Exercise
Reproduce the data verbatim, from its first line down to and including the line that contains "positive clicks: (49, 404) (400, 459)".

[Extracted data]
= = =

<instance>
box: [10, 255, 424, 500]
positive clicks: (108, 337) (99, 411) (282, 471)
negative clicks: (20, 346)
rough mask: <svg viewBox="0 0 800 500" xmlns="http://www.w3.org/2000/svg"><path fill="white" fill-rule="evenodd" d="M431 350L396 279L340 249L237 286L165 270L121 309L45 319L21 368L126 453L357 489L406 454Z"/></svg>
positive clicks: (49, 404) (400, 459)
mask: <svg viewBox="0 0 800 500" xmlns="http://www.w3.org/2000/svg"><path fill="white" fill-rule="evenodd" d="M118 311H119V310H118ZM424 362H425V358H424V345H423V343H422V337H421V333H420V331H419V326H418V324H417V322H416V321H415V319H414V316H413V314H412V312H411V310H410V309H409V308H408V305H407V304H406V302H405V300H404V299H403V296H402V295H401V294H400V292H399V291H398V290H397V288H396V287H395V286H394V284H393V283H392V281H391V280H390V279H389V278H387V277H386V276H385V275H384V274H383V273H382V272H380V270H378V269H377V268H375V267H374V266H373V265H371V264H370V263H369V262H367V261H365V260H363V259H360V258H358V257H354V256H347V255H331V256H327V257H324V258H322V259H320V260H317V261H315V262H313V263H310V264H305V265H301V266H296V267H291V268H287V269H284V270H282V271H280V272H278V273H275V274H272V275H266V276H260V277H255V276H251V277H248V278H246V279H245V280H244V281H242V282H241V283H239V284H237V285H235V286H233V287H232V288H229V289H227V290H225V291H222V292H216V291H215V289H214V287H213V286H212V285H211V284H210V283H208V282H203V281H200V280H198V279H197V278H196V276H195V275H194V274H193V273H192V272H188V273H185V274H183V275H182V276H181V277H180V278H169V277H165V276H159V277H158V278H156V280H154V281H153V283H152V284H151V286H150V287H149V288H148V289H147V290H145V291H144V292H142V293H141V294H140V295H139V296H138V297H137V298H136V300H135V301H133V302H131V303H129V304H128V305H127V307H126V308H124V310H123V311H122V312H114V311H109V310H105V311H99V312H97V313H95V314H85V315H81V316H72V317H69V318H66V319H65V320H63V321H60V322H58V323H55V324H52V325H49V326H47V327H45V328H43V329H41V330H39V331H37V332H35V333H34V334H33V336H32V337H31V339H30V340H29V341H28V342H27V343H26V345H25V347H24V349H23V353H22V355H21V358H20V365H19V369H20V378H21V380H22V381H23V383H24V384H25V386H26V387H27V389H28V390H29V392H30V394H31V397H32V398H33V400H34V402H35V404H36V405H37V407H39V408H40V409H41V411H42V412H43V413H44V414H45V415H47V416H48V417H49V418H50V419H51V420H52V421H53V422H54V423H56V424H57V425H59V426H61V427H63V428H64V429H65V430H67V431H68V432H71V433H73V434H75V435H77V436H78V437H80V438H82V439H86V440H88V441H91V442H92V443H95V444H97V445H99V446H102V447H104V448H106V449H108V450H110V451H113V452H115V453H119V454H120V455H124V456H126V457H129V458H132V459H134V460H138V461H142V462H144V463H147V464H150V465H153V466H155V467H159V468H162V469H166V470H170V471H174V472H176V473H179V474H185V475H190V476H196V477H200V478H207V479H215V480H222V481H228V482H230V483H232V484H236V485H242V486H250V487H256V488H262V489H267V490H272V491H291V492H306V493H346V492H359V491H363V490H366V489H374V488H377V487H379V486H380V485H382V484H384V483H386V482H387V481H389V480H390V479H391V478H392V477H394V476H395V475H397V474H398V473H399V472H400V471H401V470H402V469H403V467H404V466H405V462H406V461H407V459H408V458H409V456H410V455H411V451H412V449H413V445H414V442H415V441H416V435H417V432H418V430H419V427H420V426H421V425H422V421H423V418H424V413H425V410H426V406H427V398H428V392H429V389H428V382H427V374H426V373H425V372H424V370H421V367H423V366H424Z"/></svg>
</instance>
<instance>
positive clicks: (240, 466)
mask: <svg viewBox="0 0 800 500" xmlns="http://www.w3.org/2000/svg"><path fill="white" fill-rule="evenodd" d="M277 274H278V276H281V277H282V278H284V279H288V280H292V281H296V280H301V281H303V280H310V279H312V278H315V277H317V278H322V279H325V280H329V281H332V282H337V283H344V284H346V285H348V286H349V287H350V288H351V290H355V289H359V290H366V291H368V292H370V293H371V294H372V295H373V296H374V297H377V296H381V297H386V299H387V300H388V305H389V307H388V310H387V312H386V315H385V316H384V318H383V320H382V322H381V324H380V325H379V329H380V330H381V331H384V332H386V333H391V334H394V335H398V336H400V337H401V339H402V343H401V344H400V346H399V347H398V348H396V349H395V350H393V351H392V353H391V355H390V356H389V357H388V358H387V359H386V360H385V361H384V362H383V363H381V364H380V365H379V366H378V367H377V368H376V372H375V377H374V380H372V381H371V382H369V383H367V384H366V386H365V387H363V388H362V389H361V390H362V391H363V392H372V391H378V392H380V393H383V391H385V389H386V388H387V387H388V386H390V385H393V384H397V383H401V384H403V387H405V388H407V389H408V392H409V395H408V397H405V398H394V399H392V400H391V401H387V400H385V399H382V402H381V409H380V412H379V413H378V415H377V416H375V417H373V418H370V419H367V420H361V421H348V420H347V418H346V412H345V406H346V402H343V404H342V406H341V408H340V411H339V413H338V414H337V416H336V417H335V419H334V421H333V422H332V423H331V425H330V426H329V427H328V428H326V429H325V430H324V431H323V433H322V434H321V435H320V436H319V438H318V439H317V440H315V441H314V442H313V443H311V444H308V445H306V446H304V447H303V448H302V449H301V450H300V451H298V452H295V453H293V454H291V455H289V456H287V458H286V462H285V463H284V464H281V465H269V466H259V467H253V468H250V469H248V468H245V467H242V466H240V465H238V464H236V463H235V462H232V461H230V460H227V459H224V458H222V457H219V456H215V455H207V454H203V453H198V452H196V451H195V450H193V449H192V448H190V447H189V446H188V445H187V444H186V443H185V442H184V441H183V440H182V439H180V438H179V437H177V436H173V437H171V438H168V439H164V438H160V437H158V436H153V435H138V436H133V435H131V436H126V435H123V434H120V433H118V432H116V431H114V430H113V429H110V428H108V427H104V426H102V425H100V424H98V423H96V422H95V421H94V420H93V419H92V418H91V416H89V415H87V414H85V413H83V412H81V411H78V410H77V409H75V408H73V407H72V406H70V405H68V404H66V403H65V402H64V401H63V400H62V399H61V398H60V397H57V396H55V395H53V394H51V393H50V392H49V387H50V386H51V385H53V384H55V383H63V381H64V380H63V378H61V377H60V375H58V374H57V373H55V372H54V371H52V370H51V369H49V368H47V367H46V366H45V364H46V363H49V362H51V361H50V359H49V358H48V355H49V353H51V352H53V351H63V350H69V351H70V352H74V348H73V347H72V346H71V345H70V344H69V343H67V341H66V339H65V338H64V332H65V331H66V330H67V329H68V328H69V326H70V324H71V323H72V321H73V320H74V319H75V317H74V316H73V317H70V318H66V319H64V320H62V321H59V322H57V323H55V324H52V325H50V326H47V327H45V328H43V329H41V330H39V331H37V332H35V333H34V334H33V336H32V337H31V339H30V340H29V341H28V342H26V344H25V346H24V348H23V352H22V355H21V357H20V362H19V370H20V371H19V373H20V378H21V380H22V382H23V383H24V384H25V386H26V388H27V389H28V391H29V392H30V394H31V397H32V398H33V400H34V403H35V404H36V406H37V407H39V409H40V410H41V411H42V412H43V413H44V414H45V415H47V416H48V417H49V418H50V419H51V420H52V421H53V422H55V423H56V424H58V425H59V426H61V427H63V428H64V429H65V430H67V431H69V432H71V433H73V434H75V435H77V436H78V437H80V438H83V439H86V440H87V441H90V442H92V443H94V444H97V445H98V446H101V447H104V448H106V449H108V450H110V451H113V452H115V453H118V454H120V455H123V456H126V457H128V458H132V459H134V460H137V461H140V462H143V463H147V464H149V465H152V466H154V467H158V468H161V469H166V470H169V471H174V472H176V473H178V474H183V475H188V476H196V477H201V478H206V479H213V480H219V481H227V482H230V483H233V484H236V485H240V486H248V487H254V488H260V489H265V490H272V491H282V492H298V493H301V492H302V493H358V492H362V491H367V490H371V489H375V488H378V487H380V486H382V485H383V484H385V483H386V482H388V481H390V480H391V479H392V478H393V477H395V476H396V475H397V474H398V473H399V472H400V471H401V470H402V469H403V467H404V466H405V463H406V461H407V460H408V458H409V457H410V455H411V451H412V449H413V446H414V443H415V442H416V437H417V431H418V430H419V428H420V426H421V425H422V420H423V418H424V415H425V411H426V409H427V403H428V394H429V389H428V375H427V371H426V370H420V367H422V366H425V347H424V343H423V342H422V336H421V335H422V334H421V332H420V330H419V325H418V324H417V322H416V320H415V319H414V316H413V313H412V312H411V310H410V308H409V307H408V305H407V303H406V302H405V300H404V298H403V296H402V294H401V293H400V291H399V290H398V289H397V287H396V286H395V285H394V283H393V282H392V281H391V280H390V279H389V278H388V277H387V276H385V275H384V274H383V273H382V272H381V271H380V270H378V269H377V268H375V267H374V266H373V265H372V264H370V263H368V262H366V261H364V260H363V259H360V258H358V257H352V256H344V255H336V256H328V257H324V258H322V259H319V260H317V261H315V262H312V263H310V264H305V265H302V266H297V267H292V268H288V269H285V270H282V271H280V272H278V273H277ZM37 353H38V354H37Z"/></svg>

= = =

Result of this exercise
<instance>
box: [10, 255, 424, 500]
positive clicks: (108, 337) (99, 411) (282, 471)
negative clicks: (20, 346)
rough mask: <svg viewBox="0 0 800 500" xmlns="http://www.w3.org/2000/svg"><path fill="white" fill-rule="evenodd" d="M431 350L396 279L340 249L237 286L165 270L121 309L45 319L21 368L126 453L357 489L406 454Z"/></svg>
positive clicks: (49, 404) (400, 459)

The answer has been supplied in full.